◆ **Brief**
Line filter on the word "Target": copy each matching line from the entries.

(Extracted data entries)

★ ★ ★ ★ ★ ★ ★

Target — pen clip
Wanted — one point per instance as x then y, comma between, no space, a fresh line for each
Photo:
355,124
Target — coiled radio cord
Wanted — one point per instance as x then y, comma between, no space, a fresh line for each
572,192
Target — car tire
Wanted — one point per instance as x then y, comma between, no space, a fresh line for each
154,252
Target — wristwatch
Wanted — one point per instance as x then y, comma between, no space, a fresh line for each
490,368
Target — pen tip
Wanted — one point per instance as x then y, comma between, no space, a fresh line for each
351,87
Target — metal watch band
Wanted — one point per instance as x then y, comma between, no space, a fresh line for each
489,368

★ ★ ★ ★ ★ ★ ★

◆ **Reply to the exercise**
Target — pen clip
Target — coiled radio cord
Target — car tire
Target — wristwatch
Target — pen tip
Target — metal watch band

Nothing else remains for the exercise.